══ VORLIEGENDER TEXT

Konzertchor Gymnasium Blankenese und Blankeneser Kammerorchester – Dieter von Sachs. Aula Gymnasium Blankenese.

20:00 Uhr, freie Platzwahl

Antiphon – „Laudate Dominum “
Text, Dieter von Sachs
Volkslied – „L`homme armé“
Guillaume Dufay – Messe: „L`homme armé“, Kyrie
Text, Katrin Redeker
Marc-Antoine Charpentier – „Te Deum“: Prélude, Bariton-Solo, Schlusschor (Bariton-Solo: Renato Kroll)
Text, Svea Meyer-Nixdorf)
Robert Schumann – „Die beiden Grenadiere“ (Tenor-Solo: Renato Kroll, Klavier: Brigitte Bollmann)
Robert Schumann – „Die Soldatenbraut“ (Sopran-Solo: Katrin Redeker, Klavier; Brigitte Bollmann)
Text, Anja Lemcke
Georg Friedrich Händel – Coronation Anthem
Text, Anja Lemcke
Ludwig van Beethoven – „God save the King“
Text, Florian Krohn
John Field – Klavierkonzert Nr. 1, 2. Satz (Klavier: Fabian Höfer)
Sergei Rachmaninow – Prélude g-Moll, op. 23 Nr. 5 (Klavier: Fabian Höfer)
Text, Charlotte Kohnert
Christophe Barratier – „Die Kinder des M. Mathieu“, Kyrie
Text, Océane Overbeck
Felix Mendelssohn Bartholdy – „Verleih uns Frieden“

15. Juni 2015

Philharmoniker Hamburg – Simone Young.
Laeiszhalle Hamburg.

20:00 Uhr, 1. Rang rechts, Loge 8, Reihe 1, Platz 2



Franz Schmidt – Das Buch mit sieben Siegeln / Aus dem Buch der Offenbarung des Johannes für Soli, Chor, Orchester und Orgel

(NDR Chor, Staatlicher Akademischer Chor Latvija, Klaus Florian Vogt (Tenor), Georg Zeppenfeld (Bass), Inga Kalna (Sopran), Bettina Ranch (Mezzosopran), Dovlet Nurgeldiyev (Tenor), Volker Krafft (Orgel))

════

◆ **ARBEITSAUFTRAG**:
Fasse den eingeklammerten Absatz des Konzertprogramms, der mit „NDR Chor“ beginnt, als Liste zusammen. Ordne die Mitwirkenden dabei nach Chor, Stimmlage oder Instrument. Die Einträge stehen in keinem Zusammenhang mit dem Konzertprogramm.

══ GEZEIGTES MATERIAL

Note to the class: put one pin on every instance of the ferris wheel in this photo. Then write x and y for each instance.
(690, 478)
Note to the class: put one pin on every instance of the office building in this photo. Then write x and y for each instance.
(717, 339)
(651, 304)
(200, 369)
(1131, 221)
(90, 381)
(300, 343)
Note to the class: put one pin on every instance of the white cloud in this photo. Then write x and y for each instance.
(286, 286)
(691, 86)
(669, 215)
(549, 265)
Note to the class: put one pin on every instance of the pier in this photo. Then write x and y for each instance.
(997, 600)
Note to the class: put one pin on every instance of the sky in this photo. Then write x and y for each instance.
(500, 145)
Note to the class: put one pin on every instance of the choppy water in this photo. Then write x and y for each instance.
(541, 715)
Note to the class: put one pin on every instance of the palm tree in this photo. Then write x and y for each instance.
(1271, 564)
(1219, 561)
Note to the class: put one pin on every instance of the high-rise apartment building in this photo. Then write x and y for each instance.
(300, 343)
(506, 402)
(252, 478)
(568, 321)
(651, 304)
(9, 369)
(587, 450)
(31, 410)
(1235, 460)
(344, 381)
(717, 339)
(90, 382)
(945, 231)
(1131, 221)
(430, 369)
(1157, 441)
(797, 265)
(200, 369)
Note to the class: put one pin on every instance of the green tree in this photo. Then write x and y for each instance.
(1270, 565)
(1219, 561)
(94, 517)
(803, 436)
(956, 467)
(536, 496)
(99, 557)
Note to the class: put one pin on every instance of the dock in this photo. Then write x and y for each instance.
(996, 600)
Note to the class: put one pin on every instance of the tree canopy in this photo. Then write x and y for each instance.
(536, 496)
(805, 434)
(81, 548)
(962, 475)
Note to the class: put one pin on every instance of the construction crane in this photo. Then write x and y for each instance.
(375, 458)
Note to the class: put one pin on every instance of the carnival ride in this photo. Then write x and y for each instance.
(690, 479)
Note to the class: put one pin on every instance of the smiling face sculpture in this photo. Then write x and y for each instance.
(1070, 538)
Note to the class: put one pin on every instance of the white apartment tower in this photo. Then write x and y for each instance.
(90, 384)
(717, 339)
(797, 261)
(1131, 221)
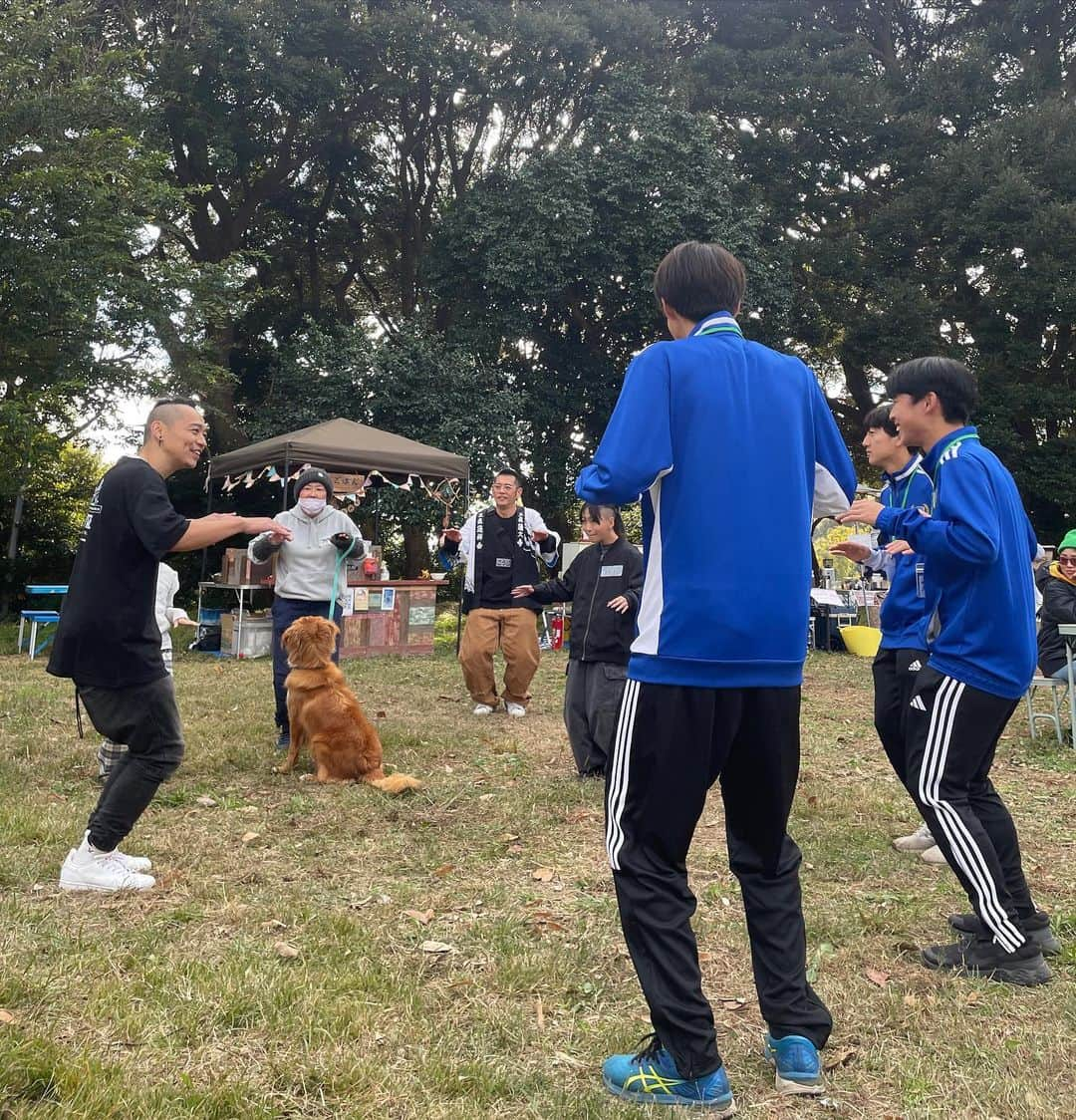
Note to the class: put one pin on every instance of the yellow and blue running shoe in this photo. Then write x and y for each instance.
(796, 1064)
(651, 1077)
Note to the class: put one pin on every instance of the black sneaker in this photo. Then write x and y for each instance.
(982, 958)
(1036, 929)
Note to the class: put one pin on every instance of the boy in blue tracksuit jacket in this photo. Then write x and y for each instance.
(729, 442)
(906, 611)
(977, 545)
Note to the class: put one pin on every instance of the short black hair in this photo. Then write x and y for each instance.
(879, 418)
(698, 278)
(595, 511)
(164, 410)
(950, 381)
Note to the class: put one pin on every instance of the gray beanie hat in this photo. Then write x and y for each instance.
(314, 475)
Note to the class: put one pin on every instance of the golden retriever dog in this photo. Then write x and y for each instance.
(325, 714)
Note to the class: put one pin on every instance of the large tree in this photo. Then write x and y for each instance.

════

◆ **VOLLSTÄNDIGE LÖSUNG**:
- Chöre: NDR Chor, Staatlicher Akademischer Chor Latvija
- Sopran: Inga Kalna
- Mezzosopran: Bettina Ranch
- Tenor: Klaus Florian Vogt, Dovlet Nurgeldiyev
- Bass: Georg Zeppenfeld
- Orgel: Volker Krafft